**GIVEN TEXT:**
————————

# Faidley's Crab Cakes



## Barbarainnc (Jan 2, 2006)

Faidley's Crab Cakes 

1/2 c mayonnaise 
1 large egg, lightly beaten 
1 T Dijon mustard 
1 T worcestershire sauce 
1/2 t hot sauce 
1 pound fresh lump crabmeat,drained 
1 c crushed saltines(about 20 crackers) 

Stir together the first 5 ingredients, and fold in the crabmeat and saltines. Let stand for 3 minutes. Shape into 8 patties. I used an 1/3 c to measure with. Place on a wax paper lined baking sheet, cover and chill for 1 hour. Fry on each side for about 3-4 minutes, in a little bit of oil. Drain on paper towels.


----------



## amber (Jan 8, 2006)

I love crab cakes.  I make a roasted corn, and red pepper salsa to put on top of them.


----------



## lindatooo (Jan 8, 2006)

Oh YUM!  Here I live in the best Crab country in the world and though I love 'em I've never made 'em!  Gonna have to try this one!  

Thanks


----------



## mudbug (Jan 9, 2006)

I love crab cakes and the name Faidley.  Is that someone's first name?  Even better.


----------



## auntdot (Jan 9, 2006)

Faidley's is in Baltimore.

The place is not fancy at all, as I recall we stood to eat the crab cakes.  And they did have a raw bar.

But the crab cakes are very good.

And we live in crab country and believe me everyone has their own favorite recipe.

Might head back to Baltimore just for another taste of those suckers.


----------



## mudbug (Jan 10, 2006)

aunt dot, I like not fancy.

I live nearish to Ballemore (will they call me "hon"?)

I live in the same general area as you, so I know about everyone's "authentic" recipe

Will have to try this place.  thanks for the tip.


----------



## auntdot (Jan 10, 2006)

You are very welcome Mudbug.

As I remember there was no place to sit in the place, but the crab cakes were good.

Maybe someone should start a thread on crab cake recipes.  Although around here people could come to blows over the things. People try not to talk about them.  We want to be friends.

I am not sure I have seen a food about which people have such strong, and varying, opinions.

————————

Dataset excerpts on object pointing:
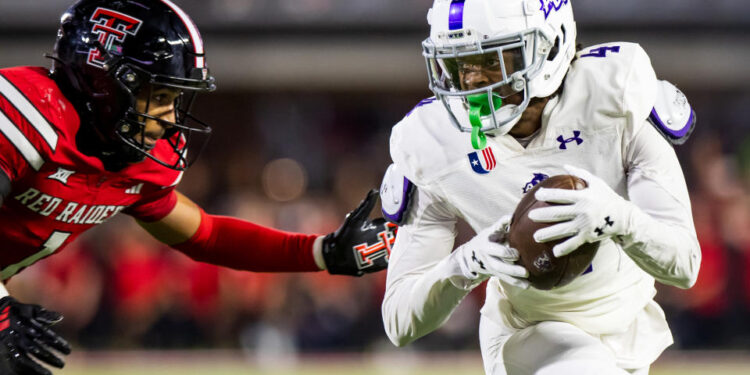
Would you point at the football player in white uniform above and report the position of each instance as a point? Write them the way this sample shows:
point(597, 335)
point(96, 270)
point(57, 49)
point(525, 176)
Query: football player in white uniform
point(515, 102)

————————

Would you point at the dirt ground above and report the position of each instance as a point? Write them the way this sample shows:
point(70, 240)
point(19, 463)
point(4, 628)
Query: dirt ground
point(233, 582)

————————

**TASKS AND EXERCISES:**
1: What ingredients, with their amounts, does the recipe in the crab cake thread call for? List every one.
2: Summarize the crab cake thread in two sentences.
3: In the crab cake thread, how long should the shaped patties chill before they are fried?

**SOLUTIONS BY TASK:**
1:
- 1/2 c mayonnaise
- 1 large egg, lightly beaten
- 1 T Dijon mustard
- 1 T worcestershire sauce
- 1/2 t hot sauce
- 1 pound fresh lump crabmeat, drained
- 1 c crushed saltines (about 20 crackers)

2: A poster shares a recipe for Faidley's crab cakes in which mayonnaise, egg, Dijon mustard, Worcestershire sauce and hot sauce are mixed with crabmeat and crushed saltines, shaped into 8 patties, chilled for an hour and fried. Other posters respond enthusiastically, and one explains that Faidley's is a plain Baltimore spot with no place to sit but very good crab cakes, adding that people in crab country hold strong, varying opinions about their recipes.

3: 1 hour.